Given records:
####################

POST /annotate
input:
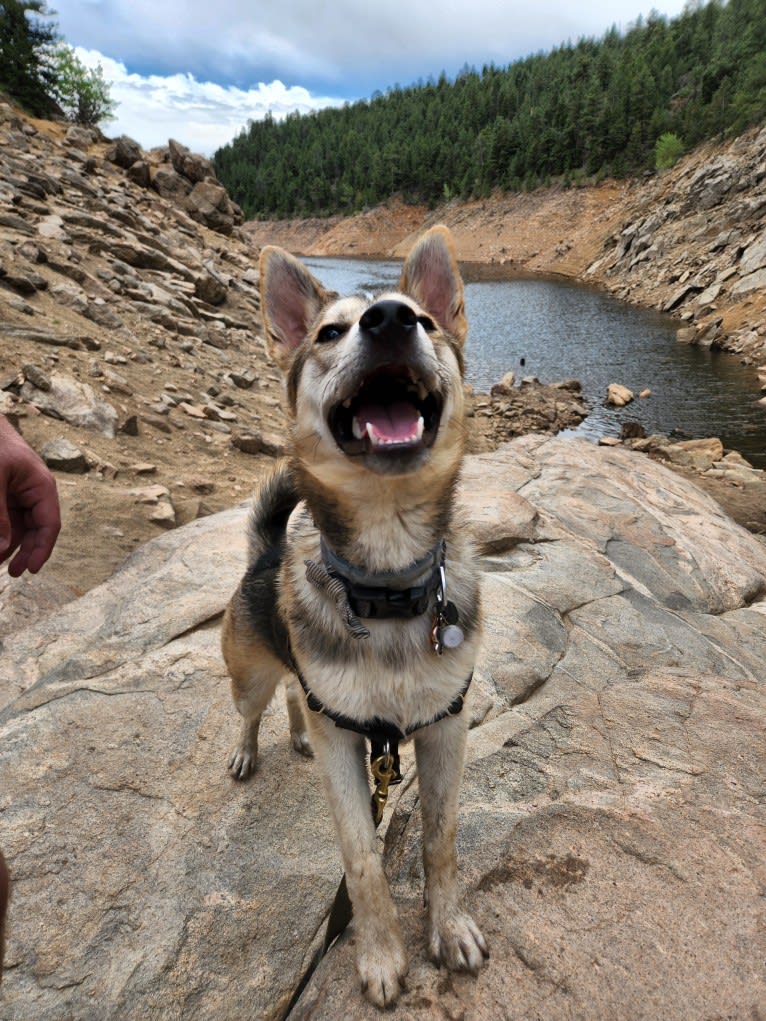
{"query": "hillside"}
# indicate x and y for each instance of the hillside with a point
(689, 241)
(614, 106)
(130, 331)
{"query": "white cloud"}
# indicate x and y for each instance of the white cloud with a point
(202, 115)
(348, 47)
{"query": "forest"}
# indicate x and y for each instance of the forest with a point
(586, 110)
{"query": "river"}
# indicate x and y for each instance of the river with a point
(558, 330)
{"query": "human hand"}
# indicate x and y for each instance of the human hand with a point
(30, 517)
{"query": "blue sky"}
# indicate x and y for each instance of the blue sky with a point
(198, 70)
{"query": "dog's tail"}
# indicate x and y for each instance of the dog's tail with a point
(274, 503)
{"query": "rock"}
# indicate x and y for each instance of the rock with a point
(125, 152)
(266, 443)
(163, 515)
(72, 296)
(130, 427)
(190, 164)
(753, 282)
(696, 453)
(37, 377)
(75, 402)
(208, 203)
(504, 386)
(618, 395)
(612, 784)
(169, 183)
(210, 287)
(139, 174)
(754, 256)
(80, 137)
(242, 378)
(61, 455)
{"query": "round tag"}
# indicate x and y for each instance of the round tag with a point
(451, 636)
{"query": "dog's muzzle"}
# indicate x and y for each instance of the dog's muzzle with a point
(395, 409)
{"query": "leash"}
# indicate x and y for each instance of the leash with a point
(384, 765)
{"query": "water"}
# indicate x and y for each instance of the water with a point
(564, 330)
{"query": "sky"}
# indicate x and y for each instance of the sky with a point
(198, 70)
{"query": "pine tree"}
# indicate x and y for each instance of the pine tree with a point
(26, 70)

####################

Work instructions: Could you give the listing again exactly, minus its pictures?

Answer section:
POST /annotate
input:
{"query": "hillside"}
# indicate x and y for each instance of the hillside with a point
(689, 241)
(614, 106)
(130, 331)
{"query": "white cloud"}
# indicate x and y for each instance of the white cloud with a point
(202, 115)
(348, 47)
{"query": "forest"}
# indicate x and y for each instance of the forest with a point
(586, 110)
{"query": "river"}
# indicate x and y for each instance of the river with a point
(558, 330)
{"query": "human hand"}
# indicate x and y for each instance of the human hand with a point
(30, 517)
{"query": "blue sky"}
# indicate x and y for each instance of the blue sky with a point
(198, 70)
{"query": "dog's tail"}
# indicate x and y for each instance of the dog's tail with a point
(274, 503)
{"query": "rock"}
# indicate x and y for each instance of the rock with a point
(125, 152)
(266, 443)
(163, 515)
(72, 296)
(130, 427)
(190, 164)
(753, 282)
(696, 453)
(37, 377)
(75, 402)
(208, 203)
(504, 386)
(618, 395)
(612, 784)
(169, 183)
(210, 287)
(139, 174)
(754, 256)
(80, 137)
(242, 378)
(61, 455)
{"query": "round tag"}
# indicate x and y for each instance of the round tag with a point
(451, 636)
{"query": "dog's muzzle"}
# indicate x and y for each instance of the dog's muzzle with a point
(395, 409)
{"query": "leash"}
# indicate x and y for each instance of the leash with a point
(384, 765)
{"query": "water"}
# indicate x and y for each instance of the water with a point
(564, 330)
{"query": "sky"}
# indicate x and y for each instance of the sky with a point
(198, 70)
{"query": "pine tree"}
# indicate x and y for each instance of the pine tree with a point
(26, 70)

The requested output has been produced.